• [Исходные материалы]
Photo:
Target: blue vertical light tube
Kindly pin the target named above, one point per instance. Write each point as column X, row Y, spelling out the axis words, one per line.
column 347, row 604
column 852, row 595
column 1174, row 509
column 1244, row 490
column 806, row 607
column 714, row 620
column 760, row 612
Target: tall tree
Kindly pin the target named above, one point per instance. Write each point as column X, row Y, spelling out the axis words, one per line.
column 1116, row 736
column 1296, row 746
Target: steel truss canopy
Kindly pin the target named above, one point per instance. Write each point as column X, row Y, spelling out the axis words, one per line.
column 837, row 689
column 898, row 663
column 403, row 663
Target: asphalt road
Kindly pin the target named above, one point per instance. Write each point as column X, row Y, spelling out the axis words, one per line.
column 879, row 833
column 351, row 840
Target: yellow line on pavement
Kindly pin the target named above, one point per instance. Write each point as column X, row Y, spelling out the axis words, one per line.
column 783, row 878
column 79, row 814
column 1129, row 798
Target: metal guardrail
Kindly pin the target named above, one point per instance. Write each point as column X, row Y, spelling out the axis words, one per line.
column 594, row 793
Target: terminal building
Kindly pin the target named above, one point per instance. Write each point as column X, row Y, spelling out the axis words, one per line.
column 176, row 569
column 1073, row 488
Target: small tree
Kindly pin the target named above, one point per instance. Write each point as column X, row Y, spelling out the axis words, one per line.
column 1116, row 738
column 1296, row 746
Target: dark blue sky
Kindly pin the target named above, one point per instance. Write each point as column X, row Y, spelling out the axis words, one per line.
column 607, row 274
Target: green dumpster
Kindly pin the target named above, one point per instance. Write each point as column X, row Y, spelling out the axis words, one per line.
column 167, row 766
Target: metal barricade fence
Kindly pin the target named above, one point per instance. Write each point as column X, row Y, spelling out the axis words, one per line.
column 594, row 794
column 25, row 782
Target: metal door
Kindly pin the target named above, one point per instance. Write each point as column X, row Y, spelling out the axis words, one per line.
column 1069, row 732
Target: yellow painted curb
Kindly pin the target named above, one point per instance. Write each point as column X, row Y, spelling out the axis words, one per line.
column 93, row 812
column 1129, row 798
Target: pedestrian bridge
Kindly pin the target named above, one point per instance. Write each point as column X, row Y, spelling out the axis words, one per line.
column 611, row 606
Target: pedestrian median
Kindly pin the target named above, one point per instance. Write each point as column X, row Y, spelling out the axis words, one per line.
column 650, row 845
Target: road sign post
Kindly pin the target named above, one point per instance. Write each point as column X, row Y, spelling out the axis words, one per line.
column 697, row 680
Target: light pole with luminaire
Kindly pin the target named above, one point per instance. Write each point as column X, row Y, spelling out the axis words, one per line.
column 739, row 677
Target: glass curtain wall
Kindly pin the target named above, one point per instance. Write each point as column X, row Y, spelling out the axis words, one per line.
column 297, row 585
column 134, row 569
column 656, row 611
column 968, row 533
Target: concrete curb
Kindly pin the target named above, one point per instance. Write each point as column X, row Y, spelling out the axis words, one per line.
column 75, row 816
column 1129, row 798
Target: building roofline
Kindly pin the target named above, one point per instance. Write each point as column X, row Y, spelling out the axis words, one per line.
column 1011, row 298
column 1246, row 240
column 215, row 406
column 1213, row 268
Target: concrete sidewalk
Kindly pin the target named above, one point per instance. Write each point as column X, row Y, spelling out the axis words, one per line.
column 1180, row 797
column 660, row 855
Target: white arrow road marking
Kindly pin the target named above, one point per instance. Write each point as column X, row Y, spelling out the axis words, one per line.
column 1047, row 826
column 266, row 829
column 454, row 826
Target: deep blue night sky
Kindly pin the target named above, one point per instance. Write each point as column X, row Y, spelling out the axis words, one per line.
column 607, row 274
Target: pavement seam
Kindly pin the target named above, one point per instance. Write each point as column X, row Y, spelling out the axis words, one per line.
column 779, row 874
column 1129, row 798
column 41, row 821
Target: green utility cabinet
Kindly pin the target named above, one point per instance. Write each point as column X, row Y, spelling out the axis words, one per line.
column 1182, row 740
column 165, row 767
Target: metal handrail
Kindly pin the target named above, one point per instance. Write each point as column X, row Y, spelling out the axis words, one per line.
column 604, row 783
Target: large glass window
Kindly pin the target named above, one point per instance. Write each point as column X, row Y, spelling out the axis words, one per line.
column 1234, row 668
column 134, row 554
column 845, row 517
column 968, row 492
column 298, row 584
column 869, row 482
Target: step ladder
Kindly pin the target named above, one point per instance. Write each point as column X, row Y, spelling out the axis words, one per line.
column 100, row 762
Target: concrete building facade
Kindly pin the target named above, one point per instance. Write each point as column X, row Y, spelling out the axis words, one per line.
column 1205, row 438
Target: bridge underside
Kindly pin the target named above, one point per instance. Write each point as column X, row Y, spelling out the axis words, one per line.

• [Что требуется] Перепишите все записи, приведённые выше, слово в слово, ничего не пропуская и не меняя.

• [Готовое упражнение]
Photo:
Target: blue vertical light tube
Kindly pin the target named above, one point per instance. Write each point as column X, row Y, spelling out the axis words, one per line.
column 347, row 604
column 852, row 595
column 1174, row 509
column 1244, row 490
column 806, row 607
column 714, row 620
column 760, row 612
Target: tall tree
Kindly pin the target named above, one point per instance. Write each point as column X, row Y, spelling out the axis words, one per line.
column 1116, row 736
column 1296, row 746
Target: steel truss canopy
Kindly pin the target named above, one point per instance. Write each point as column X, row Y, spelling out the axis words, one per line.
column 837, row 689
column 898, row 663
column 403, row 663
Target: asphalt road
Kindly pin the target named above, one point per instance. Write each point as column X, row Y, spelling out the axis words, one per line.
column 879, row 833
column 351, row 840
Target: yellow line on pavement
Kindly pin the target named above, one point per instance. Write each point as column X, row Y, spelling out the axis words, one per line.
column 783, row 878
column 79, row 814
column 1129, row 798
Target: metal guardrail
Kindly pin the target named above, one point per instance. Write each point as column X, row Y, spelling out the axis words, one per line.
column 594, row 793
Target: terminal building
Kindly pin the target named above, one point per instance. Write each point as column X, row Y, spelling out the axis words, one per line.
column 176, row 569
column 1073, row 488
Target: small tree
Kindly pin the target named above, one point per instance. Write each point as column X, row Y, spelling out the axis words, one per line.
column 1116, row 738
column 1296, row 746
Target: dark blue sky
Kindly pin the target named above, one point per instance. Write each point as column X, row Y, spelling out the axis words, one per line.
column 607, row 274
Target: green dumpster
Kindly pin the target named above, one point per instance. Write each point as column X, row Y, spelling out the axis words, one per line.
column 167, row 766
Target: metal barricade fence
Kindly pin the target named above, one point per instance. Write each point as column X, row Y, spelling out the axis words, one per line.
column 594, row 794
column 25, row 782
Target: metal door
Kindly pin the target named above, one point per instance. Write each point as column X, row Y, spelling out the axis words, one per line.
column 1069, row 732
Target: yellow painted curb
Kindly pin the target named above, one point per instance. Write each point as column X, row Y, spelling out the axis words, one per line.
column 93, row 812
column 1129, row 798
Target: pedestrian bridge
Kindly pin the target named above, one point per instance. Write each point as column X, row Y, spelling out the axis words, one per line.
column 611, row 606
Target: pedestrian median
Kindly pin the target named above, one point per instance. Write each point as column X, row Y, spelling out the axis words, one per line.
column 650, row 845
Target: road sign post
Kindly pin the target named above, one point per instance. Write each point as column X, row Y, spelling out the axis words, one per line.
column 697, row 680
Target: light pole with luminaire
Kindly pin the target named above, one point per instance. Write each point as column X, row Y, spelling out the axis words, one per line.
column 739, row 677
Target: glass curtain wall
Kindly pin the target named above, one point per instance. Write each point as column X, row Y, spelling out the axis words, one per line.
column 297, row 585
column 134, row 569
column 656, row 611
column 968, row 533
Target: concrete curb
Kindly pin the target named above, one point per instance. Write each point as column X, row Y, spelling out the axis words, one per line.
column 75, row 816
column 1129, row 798
Target: building roofline
Kindly pin the target named above, one point per instance. Write each point as column X, row Y, spelling out the axis words, one per line.
column 1011, row 298
column 1246, row 240
column 215, row 406
column 1213, row 268
Target: concrete sidewalk
Kindly pin the target named above, one point per instance. Write each point as column X, row Y, spelling out the axis words, one per line.
column 1180, row 797
column 660, row 855
Target: white arrow road marking
Kindly pin the target named above, one point per instance. Write each point as column X, row Y, spelling out the axis words, one per line.
column 1047, row 826
column 266, row 829
column 454, row 826
Target: deep blue night sky
Kindly pin the target named above, one point per instance. Write each point as column X, row Y, spelling out the axis words, one per line.
column 607, row 274
Target: pavement seam
Kindly pin the target named above, one point per instance. Write each point as column X, row Y, spelling out the axis words, one per line.
column 779, row 874
column 1129, row 798
column 41, row 821
Target: green utility cabinet
Kindly pin the target named above, one point per instance. Write each point as column X, row Y, spelling out the axis words, one per line.
column 1182, row 740
column 165, row 767
Target: metal handrail
Kindly pin the target named above, one point per instance. Write each point as column X, row Y, spelling out the axis words, one per line.
column 604, row 783
Target: large glass window
Kindly pin the target named above, one point per instance. Write each point as column X, row Y, spelling out the axis words, one per line.
column 1234, row 668
column 134, row 554
column 845, row 517
column 968, row 492
column 298, row 584
column 869, row 482
Target: step ladder
Kindly pin the target named above, one point per instance. Write each point as column X, row Y, spelling out the axis words, one per line.
column 100, row 762
Target: concrete building facade
Kindly pin the target named above, one point per instance. Write each point as column X, row Y, spelling out the axis words, one per line.
column 1205, row 438
Target: bridge underside
Kindly pin the target named above, one point per instance. Write each point as column X, row Y, spelling out the axis words, one per line.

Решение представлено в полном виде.